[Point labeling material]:
======

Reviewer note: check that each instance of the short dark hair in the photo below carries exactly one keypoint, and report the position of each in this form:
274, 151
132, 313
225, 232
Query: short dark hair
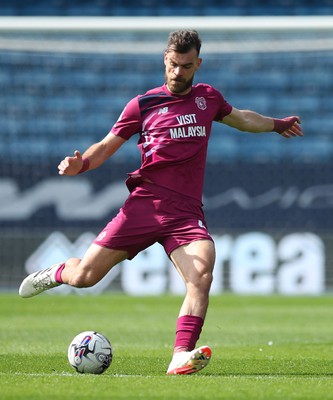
182, 41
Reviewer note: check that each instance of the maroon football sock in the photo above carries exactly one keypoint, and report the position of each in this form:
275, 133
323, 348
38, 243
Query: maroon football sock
188, 332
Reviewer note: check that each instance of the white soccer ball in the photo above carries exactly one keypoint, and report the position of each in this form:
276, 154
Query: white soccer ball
90, 353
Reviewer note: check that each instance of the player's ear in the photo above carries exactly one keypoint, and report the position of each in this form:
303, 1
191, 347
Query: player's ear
199, 63
165, 57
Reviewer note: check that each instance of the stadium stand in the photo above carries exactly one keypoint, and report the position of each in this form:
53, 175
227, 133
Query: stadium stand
165, 7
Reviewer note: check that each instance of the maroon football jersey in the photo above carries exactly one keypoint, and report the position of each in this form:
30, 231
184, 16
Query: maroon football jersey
173, 135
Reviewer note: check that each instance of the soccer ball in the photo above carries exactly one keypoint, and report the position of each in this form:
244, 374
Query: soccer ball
90, 353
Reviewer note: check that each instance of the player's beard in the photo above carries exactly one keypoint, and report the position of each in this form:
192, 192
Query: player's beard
178, 85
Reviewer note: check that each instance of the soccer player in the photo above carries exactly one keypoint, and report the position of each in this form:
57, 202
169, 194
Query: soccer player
173, 123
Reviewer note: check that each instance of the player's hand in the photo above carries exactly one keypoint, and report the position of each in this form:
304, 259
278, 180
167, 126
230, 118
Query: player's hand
288, 127
71, 165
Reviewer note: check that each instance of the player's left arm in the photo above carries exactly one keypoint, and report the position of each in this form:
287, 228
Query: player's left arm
251, 121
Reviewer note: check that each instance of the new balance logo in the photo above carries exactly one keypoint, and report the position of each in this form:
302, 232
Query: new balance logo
163, 110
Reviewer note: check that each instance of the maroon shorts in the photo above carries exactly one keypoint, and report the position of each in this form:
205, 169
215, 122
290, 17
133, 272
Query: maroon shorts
154, 214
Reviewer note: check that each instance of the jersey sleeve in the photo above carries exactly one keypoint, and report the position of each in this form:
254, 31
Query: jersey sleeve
224, 107
129, 121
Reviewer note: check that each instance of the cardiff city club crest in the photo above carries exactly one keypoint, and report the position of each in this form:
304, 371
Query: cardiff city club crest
201, 103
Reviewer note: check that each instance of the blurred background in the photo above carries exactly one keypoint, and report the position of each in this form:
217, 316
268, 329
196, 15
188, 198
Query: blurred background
268, 201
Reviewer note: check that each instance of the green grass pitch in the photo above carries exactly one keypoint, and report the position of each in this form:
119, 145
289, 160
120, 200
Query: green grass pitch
263, 348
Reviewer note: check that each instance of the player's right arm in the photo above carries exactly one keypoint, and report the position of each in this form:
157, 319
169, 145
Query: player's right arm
92, 158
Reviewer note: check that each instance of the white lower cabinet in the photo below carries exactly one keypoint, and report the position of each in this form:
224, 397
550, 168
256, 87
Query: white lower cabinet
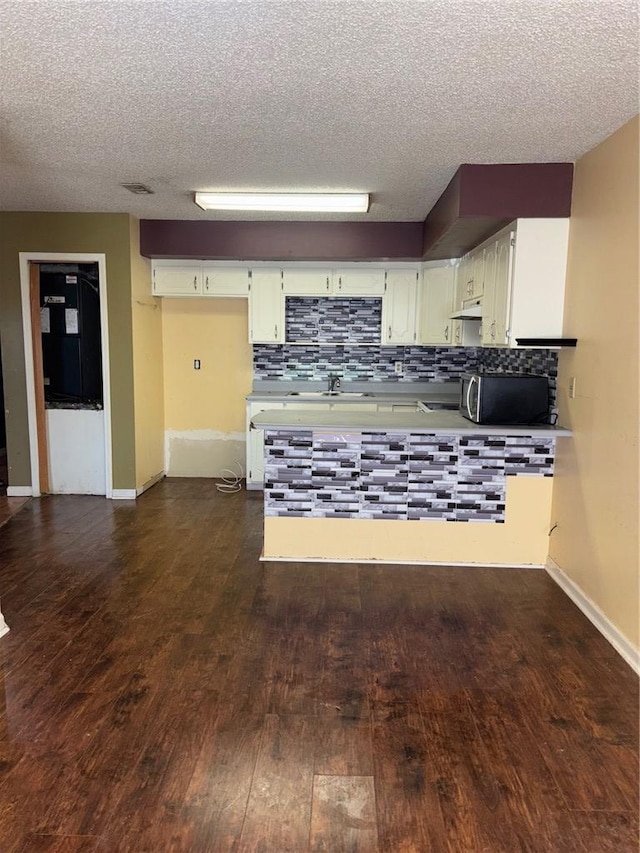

======

Reproduce verbatim the stretch of the material from the line containing "Reviewer note: check that each instance of the maroon shorts" through the end of the material, omitting the pictures from your answer.

Reviewer note: check that each instance of the maroon shorts in the photo above carries exactly one keypoint, and report the position of each in this form:
205, 169
215, 122
290, 17
133, 272
Query: maroon shorts
154, 214
Reviewer note: check that each instance of the jersey sleeve in the photo above carries exactly one keypoint, and report the position of each in this form:
254, 31
Query: jersey sleeve
224, 107
129, 121
Reviewer note: check that each instance of the cardiff city club crest in the photo above carries exactly one keypoint, and report the position of each in this form:
304, 371
Query: cardiff city club crest
201, 103
Reviewer note: check that each instance of the blurred background in the photo above carries exactly one keypoint, and report the position of each in this form:
217, 316
268, 329
196, 15
188, 198
Query: blurred background
268, 201
Reviewer note: check that each instance of the green grass pitch in the photo above carries exactly one keypoint, and report the position of each in this form:
119, 145
289, 160
120, 200
Query: green grass pitch
263, 348
Reviewer note: check that each instance of the player's right arm in the photo above carries exactly one keypoint, and report the position of each in this form:
157, 319
169, 145
Query: player's right arm
92, 158
Reviewer note: check that each instance of the white lower cabinet in the photo below carries exactly one keypoint, and report the position of each in this form:
224, 397
550, 168
256, 87
Query: white lower cabinet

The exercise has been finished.